::: Exercise inputs :::

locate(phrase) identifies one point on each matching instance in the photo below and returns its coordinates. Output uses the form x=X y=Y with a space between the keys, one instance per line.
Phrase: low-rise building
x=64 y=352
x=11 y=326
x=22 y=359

:::

▸ Objective:
Recast the records above as a two-column CSV with the headers "request" and "response", giving each record one row. Put each record's text and its answer in a single quoted field, and replace any line breaks with spaces.

▸ Task result:
request,response
"locate(phrase) identifies one point on each matching instance in the photo below and returns its coordinates. Output uses the form x=X y=Y with a space between the keys, one instance per line. Phrase: low-rise building","x=64 y=352 x=11 y=326 x=22 y=359"